Brano scelto:
Show and Tell. Le tele in mostra evocano i paesaggi cari all'artista americana, colti attraverso i dettagli luminosi che li costruiscono. Nel suo linguaggio compare il recupero di elementi concettuali come l'utilizzo di scritte.
a cura di Natasha Bordiglia
L’arte di Stacy Gibboni ci assale con il suo colore, ogni pennellata costruisce una rete di
segni in cui ci viene chiesto di entrare per essere parte del suo paesaggio. Un paesaggio
mentale dove il nostro occhio vaga come una farfalla sopraffatta di ebbrezza
nell’immenso batuffolo giallo, che si arresta a bere rossi sanguinolenti e azzurri plumbei,
per immergersi infine in quello spazio bianco carnale, dove finalmente riposa.
L’arte di Stacy Gibboni ci assale con il suo colore, ogni pennellata costruisce una rete di
segni in cui ci viene chiesto di entrare per essere parte del suo paesaggio. Un paesaggio
mentale dove il nostro occhio vaga come una farfalla sopraffatta di ebbrezza
nell’immenso batuffolo giallo, che si arresta a bere rossi sanguinolenti e azzurri plumbei,
per immergersi infine in quello spazio bianco carnale, dove finalmente riposa. Il ritmo
richiesto nel seguire le pennellate è un ritmo sincopato, dove le battute si inseguono e si
richiamano in una sorta di danza circolare in cui siamo chiamati a partecipare. La
partecipazione richiesta è intensa e intima: una storia in cui entrare.
Una storia – tante storie – emergono dalle grandi e piccole tele dove la scena
rappresentata è sempre una scena ritagliata, in cui elementi isolati - siano essi boccioli,
petali, foglie, alberi - creano, per autonomi risucchi compositivi, la spazialità del quadro.

Dati riportati:

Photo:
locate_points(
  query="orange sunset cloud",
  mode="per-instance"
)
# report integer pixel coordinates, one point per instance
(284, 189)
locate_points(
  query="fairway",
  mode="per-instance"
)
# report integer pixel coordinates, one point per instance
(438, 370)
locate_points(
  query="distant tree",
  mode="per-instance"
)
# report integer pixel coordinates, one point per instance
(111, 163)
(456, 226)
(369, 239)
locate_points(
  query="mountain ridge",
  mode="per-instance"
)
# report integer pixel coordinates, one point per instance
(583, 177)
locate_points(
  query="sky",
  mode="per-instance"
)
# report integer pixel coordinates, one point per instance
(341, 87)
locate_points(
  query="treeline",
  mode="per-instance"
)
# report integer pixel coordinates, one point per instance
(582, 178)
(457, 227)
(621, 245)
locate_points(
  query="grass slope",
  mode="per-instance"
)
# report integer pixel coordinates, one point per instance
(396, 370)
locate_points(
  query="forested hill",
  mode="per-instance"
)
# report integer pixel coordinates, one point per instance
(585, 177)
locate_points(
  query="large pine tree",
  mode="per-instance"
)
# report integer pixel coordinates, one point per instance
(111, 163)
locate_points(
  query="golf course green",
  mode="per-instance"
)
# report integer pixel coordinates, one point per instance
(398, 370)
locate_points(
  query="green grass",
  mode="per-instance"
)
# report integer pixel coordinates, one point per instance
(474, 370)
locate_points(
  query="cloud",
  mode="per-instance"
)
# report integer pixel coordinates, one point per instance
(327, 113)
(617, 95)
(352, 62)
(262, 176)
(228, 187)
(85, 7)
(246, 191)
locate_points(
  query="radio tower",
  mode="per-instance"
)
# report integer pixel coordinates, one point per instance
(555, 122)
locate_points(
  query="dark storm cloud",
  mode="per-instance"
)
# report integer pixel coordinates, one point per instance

Consegne:
**1.** Nel brano, a quale scopo ci viene chiesto di entrare nella rete di segni costruita dalle pennellate di Stacy Gibboni?
**2.** Trascrivi la parte del brano compresa tra "Una storia –" e "spazialità del quadro.", estremi inclusi.

Le risposte:
**1.** Ci viene chiesto di entrare per essere parte del suo paesaggio, un paesaggio mentale in cui il nostro occhio vaga.

**2.**
Una storia – tante storie – emergono dalle grandi e piccole tele dove la scena
rappresentata è sempre una scena ritagliata, in cui elementi isolati - siano essi boccioli,
petali, foglie, alberi - creano, per autonomi risucchi compositivi, la spazialità del quadro.